(Records of labeled points)
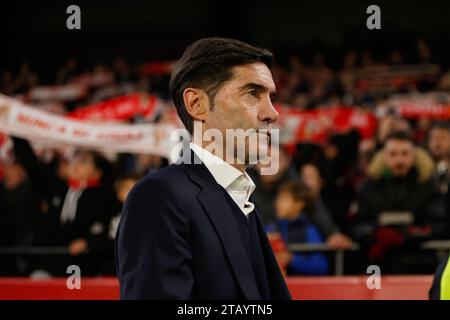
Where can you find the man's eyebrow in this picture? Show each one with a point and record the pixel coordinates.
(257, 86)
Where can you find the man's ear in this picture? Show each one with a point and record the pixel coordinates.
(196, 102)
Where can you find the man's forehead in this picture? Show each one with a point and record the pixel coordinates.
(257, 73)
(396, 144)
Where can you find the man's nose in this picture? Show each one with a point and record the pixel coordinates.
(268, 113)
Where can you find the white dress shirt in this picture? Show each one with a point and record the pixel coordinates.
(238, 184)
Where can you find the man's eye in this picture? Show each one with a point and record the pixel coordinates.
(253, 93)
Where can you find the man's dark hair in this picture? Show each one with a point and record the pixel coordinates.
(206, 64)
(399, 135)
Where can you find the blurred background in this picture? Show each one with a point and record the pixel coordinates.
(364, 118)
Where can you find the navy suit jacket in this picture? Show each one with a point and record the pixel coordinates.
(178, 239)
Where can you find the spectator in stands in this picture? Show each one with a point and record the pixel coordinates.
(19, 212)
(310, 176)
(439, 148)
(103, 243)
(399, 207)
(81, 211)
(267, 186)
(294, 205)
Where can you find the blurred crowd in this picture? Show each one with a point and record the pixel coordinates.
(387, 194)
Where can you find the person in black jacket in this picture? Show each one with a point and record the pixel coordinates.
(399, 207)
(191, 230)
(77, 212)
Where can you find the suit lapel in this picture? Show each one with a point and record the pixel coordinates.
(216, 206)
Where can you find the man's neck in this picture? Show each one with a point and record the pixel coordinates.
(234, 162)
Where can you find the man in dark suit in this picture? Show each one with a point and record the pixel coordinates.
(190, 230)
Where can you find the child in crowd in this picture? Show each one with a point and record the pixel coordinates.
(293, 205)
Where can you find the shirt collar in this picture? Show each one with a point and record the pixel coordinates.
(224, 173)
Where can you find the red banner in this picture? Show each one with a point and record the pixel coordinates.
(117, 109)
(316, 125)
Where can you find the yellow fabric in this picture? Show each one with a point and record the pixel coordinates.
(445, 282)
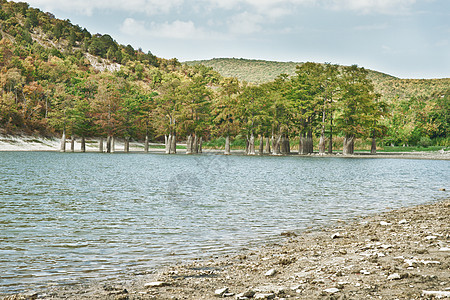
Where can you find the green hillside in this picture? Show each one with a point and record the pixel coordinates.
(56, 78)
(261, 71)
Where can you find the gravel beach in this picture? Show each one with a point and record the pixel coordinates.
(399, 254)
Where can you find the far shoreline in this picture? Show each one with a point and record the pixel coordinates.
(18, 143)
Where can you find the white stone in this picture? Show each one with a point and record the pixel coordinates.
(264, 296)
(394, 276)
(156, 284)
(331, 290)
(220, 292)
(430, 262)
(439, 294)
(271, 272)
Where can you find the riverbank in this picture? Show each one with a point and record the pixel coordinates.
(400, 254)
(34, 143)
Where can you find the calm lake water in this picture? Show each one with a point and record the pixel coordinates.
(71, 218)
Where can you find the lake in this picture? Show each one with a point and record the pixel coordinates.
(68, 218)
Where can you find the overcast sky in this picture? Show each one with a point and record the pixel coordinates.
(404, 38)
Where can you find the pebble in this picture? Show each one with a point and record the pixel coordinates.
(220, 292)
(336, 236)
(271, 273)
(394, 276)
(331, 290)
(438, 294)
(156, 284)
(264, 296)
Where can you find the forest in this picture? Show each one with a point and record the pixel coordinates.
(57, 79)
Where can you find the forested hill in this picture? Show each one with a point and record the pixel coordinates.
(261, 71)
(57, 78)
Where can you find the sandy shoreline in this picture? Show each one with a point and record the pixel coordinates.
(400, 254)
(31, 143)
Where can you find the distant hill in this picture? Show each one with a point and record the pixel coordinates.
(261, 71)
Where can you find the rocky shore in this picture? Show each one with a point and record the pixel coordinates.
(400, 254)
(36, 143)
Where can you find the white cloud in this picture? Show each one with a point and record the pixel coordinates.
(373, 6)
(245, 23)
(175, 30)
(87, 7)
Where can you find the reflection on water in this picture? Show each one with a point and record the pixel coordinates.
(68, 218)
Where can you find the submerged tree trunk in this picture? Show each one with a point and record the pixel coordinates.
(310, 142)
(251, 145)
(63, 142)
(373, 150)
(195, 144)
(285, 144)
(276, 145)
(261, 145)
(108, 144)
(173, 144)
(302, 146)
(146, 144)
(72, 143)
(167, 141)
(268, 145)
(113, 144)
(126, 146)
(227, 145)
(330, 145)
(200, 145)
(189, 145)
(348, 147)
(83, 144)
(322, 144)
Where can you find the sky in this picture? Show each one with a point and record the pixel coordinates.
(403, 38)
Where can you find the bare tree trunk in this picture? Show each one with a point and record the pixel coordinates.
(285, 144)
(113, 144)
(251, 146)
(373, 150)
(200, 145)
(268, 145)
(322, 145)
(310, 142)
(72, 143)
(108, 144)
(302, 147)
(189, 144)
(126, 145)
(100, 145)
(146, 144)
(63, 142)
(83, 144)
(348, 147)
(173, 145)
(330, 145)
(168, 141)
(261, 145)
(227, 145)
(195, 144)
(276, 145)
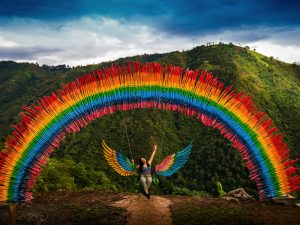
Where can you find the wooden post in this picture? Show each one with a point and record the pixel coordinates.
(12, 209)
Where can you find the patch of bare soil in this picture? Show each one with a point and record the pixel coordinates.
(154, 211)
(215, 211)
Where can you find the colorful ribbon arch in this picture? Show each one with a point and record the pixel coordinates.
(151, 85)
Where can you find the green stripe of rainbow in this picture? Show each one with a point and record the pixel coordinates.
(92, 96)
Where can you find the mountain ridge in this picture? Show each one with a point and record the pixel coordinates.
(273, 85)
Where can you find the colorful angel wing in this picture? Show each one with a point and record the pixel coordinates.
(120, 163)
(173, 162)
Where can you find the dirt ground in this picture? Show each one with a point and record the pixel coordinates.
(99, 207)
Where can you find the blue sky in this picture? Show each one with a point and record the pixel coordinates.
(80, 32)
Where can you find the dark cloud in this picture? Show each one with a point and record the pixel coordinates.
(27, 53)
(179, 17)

---

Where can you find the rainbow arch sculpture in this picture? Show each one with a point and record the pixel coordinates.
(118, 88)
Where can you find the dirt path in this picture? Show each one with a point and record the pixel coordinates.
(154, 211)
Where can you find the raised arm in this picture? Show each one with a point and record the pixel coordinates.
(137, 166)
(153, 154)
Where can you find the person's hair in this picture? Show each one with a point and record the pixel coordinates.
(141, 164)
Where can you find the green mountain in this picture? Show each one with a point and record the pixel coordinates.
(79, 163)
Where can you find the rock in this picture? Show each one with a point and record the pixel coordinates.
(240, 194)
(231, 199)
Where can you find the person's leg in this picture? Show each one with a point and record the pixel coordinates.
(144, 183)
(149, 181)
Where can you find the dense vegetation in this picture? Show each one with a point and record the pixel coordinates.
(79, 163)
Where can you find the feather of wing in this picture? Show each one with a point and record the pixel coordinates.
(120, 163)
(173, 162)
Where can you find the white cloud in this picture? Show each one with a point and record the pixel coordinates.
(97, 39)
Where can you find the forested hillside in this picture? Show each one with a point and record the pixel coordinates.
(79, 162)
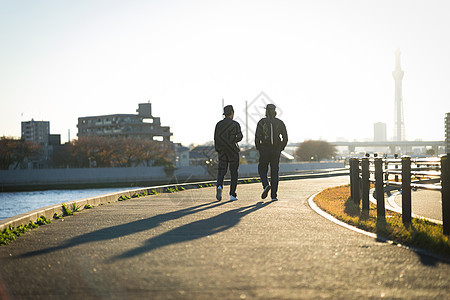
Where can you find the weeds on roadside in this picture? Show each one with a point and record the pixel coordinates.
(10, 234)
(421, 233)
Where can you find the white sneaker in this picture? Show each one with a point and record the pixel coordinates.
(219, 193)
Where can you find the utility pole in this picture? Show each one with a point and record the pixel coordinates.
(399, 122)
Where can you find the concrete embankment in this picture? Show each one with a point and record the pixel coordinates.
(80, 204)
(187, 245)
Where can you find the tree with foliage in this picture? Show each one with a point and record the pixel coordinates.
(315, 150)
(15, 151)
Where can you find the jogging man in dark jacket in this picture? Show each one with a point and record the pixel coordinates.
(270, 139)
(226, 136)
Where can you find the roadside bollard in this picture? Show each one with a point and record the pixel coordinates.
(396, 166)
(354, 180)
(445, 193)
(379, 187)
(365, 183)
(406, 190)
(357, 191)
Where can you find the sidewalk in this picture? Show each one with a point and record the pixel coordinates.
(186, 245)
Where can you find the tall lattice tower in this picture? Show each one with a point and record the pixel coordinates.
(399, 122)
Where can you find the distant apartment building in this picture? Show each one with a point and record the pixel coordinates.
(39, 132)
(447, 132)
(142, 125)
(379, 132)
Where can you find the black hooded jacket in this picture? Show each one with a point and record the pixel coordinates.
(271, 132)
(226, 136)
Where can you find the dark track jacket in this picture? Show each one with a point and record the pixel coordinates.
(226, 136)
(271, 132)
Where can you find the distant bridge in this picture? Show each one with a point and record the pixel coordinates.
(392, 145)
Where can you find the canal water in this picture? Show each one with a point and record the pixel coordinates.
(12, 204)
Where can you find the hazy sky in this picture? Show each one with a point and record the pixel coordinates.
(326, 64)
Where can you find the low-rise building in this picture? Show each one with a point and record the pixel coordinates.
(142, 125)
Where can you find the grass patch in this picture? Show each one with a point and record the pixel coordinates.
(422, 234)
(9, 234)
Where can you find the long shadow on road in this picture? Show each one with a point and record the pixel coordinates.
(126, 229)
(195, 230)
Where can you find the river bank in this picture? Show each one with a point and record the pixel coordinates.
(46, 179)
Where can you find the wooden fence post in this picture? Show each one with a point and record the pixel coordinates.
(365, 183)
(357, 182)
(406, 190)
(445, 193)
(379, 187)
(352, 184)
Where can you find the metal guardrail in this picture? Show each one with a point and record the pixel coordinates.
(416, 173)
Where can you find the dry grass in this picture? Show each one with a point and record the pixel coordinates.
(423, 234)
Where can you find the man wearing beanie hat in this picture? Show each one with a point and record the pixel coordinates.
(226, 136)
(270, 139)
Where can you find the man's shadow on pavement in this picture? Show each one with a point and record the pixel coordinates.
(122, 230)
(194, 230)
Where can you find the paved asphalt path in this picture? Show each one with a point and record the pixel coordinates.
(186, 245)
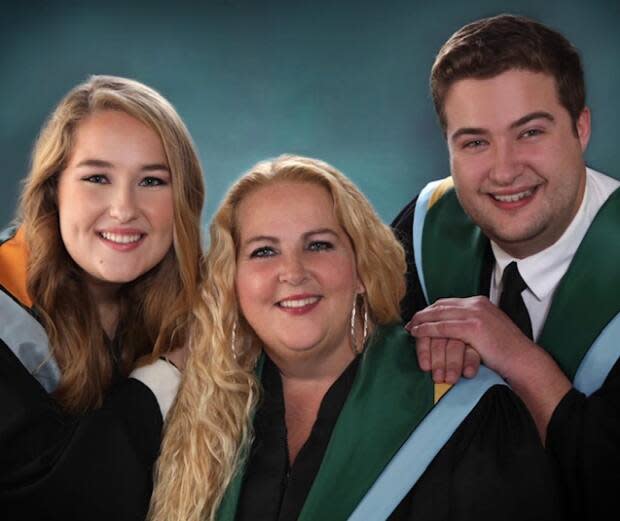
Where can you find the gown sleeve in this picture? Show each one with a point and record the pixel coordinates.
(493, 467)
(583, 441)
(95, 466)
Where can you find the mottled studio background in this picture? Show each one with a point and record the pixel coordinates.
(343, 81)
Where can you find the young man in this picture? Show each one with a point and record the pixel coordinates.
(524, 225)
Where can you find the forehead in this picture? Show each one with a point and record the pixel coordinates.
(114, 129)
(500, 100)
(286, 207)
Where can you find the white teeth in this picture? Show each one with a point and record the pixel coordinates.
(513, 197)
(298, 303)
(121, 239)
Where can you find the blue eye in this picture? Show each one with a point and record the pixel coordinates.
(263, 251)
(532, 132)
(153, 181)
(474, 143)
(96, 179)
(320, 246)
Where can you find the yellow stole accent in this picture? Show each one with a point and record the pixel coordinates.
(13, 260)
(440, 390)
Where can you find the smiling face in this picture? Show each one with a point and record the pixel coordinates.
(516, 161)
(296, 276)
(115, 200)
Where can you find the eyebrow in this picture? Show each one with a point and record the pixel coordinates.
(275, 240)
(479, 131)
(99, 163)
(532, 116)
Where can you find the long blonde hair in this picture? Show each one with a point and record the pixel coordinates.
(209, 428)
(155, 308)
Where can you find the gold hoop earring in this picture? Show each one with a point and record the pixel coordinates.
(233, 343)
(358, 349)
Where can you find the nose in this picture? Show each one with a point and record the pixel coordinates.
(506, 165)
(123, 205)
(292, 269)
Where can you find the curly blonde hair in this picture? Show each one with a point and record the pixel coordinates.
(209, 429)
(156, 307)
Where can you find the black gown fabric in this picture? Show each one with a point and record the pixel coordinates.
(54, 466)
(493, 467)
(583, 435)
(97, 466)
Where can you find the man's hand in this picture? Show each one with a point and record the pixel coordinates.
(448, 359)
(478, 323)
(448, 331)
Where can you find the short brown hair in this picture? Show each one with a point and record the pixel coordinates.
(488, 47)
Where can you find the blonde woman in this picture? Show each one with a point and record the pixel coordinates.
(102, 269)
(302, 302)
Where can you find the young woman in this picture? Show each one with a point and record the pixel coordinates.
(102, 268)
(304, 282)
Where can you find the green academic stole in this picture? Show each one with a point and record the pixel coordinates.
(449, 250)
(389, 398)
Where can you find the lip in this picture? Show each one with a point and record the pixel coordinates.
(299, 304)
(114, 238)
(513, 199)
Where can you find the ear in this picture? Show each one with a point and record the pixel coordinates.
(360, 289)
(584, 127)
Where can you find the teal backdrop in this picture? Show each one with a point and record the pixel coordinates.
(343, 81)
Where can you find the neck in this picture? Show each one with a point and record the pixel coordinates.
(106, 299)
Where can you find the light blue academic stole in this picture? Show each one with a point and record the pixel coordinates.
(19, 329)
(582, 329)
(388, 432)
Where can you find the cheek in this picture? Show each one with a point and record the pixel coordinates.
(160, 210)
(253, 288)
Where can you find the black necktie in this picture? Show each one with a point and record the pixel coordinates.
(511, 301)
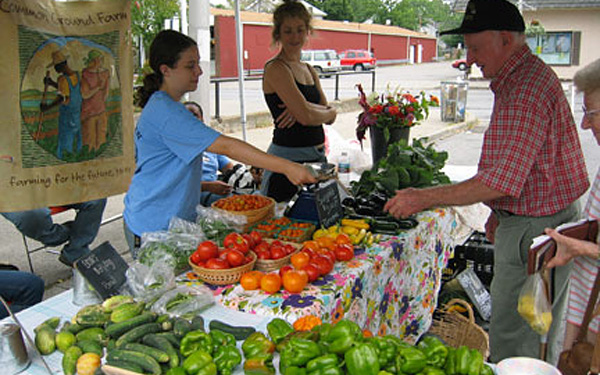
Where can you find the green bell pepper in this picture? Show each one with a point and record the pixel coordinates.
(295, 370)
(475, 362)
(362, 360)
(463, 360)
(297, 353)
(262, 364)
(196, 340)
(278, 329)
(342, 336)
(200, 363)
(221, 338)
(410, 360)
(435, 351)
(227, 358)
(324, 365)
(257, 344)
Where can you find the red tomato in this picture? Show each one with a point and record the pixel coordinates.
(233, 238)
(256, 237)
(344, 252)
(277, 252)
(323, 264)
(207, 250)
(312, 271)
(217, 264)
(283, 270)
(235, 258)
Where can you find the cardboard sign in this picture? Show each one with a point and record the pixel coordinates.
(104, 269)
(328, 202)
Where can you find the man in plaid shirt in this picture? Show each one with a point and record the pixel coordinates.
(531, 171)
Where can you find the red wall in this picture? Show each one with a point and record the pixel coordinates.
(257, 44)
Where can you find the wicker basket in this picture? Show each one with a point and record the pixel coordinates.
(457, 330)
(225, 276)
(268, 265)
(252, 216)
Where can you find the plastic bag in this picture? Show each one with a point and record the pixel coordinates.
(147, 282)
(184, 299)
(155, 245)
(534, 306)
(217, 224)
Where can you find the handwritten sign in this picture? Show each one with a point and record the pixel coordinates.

...

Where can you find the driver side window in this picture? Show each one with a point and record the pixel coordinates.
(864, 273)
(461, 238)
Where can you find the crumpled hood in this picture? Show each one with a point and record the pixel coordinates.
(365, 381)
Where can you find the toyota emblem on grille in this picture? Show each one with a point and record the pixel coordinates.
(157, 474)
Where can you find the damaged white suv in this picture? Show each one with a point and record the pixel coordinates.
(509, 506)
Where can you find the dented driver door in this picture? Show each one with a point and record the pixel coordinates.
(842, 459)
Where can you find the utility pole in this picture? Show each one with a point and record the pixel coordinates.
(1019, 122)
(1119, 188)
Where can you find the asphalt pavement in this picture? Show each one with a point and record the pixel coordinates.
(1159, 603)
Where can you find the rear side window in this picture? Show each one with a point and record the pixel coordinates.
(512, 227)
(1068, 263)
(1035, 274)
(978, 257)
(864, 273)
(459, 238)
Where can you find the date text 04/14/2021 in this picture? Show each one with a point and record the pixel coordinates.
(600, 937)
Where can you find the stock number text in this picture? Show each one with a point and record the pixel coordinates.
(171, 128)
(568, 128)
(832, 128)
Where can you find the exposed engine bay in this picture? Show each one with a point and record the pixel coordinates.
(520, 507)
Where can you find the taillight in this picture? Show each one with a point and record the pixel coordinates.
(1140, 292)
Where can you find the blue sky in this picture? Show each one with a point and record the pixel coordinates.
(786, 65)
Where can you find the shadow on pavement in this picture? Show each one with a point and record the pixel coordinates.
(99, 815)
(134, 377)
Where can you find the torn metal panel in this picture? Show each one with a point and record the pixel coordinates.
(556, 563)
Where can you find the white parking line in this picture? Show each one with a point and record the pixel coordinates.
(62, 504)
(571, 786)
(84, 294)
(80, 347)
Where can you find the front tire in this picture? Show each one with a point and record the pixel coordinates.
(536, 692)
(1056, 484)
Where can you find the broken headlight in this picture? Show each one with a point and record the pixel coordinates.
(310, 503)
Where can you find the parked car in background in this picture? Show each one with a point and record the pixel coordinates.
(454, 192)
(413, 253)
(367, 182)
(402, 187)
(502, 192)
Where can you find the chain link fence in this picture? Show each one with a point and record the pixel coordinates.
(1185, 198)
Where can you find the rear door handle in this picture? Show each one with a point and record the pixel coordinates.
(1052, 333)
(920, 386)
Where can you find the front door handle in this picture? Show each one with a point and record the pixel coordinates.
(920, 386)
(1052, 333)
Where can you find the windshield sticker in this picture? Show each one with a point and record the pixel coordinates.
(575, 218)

Task details: Please filter the records above, keeping every line that contains the word "building" with matching case.

Completed task:
Where can you find the distant apartment building in this picture? Show each one with a point and record the pixel coordinates.
Where can you find the low-rise building in this picture? Show each one with a point and record the pixel coordinates.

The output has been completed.